Records from a data source
=-=-=
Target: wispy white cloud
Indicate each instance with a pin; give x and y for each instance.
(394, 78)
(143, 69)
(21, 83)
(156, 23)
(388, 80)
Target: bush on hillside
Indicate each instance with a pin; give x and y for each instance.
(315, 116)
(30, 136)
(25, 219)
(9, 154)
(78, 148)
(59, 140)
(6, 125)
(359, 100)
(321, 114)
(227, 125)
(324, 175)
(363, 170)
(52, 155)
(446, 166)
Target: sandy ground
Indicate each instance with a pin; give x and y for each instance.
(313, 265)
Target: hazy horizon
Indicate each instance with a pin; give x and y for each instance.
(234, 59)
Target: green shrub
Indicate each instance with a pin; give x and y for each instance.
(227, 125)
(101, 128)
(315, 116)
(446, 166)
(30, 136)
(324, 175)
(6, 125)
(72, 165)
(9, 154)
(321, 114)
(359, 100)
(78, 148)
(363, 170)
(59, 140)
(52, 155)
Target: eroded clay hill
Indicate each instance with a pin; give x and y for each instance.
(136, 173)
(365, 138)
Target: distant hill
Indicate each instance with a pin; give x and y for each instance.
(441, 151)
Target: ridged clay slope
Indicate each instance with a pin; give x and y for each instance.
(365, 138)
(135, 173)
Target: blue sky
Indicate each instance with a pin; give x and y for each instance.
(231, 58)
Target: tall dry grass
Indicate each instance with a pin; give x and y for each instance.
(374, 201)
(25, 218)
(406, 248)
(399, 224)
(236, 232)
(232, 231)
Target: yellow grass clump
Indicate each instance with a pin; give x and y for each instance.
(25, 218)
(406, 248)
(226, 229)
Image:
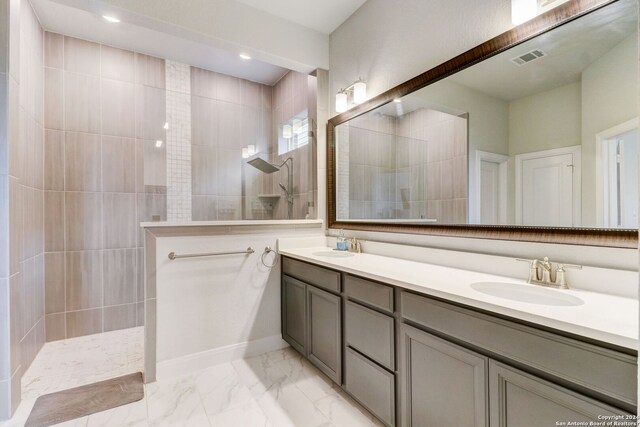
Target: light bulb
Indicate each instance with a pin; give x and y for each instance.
=-=-=
Retype the records exactly. Any image in them should not appear in what you write.

Target: wispy white cloud
Indicate each instance with a pin; give x and y for each instance.
(394, 78)
(143, 69)
(21, 83)
(156, 23)
(388, 80)
Target: bush on hillside
Indicate each instance with a pin; give x and y for each instance.
(315, 116)
(30, 136)
(25, 219)
(9, 154)
(78, 148)
(59, 140)
(6, 125)
(359, 100)
(321, 114)
(227, 125)
(324, 175)
(363, 170)
(52, 155)
(446, 166)
Target: sandy ground
Indicate each instance with a pin; give x and y for each instance.
(313, 265)
Target: hazy horizon
Indicate each instance with a pin; give x and y for each instance.
(234, 59)
Target: green shrub
Indicate each instance with a pin; give x and y for each instance.
(227, 125)
(101, 128)
(315, 116)
(446, 166)
(30, 136)
(324, 175)
(6, 125)
(72, 165)
(9, 154)
(321, 114)
(359, 100)
(78, 148)
(363, 170)
(59, 140)
(52, 155)
Target: eroded clay hill
Indicate each instance with a pin; give x and y for each instance.
(136, 173)
(365, 138)
Target: distant hill
Indicate each instance with a pin; give x and y for each instance.
(441, 151)
Target: ridged clay slope
Indicate each instance with a pin; give x and y for each instance.
(365, 138)
(135, 173)
Target: blue sky
Indicate each instance with a pin; give x and y for each instance.
(231, 58)
Target: tall dry grass
Indicate each instance with a pin; give x and y for each instance.
(374, 201)
(25, 218)
(406, 248)
(399, 224)
(236, 232)
(232, 231)
Target: yellow grass clump
Indicate each instance with a pin; give x and y for each instance.
(25, 218)
(406, 248)
(226, 229)
Image:
Target: light bulb
Indicate each instance with a pin; give x and y for each instance.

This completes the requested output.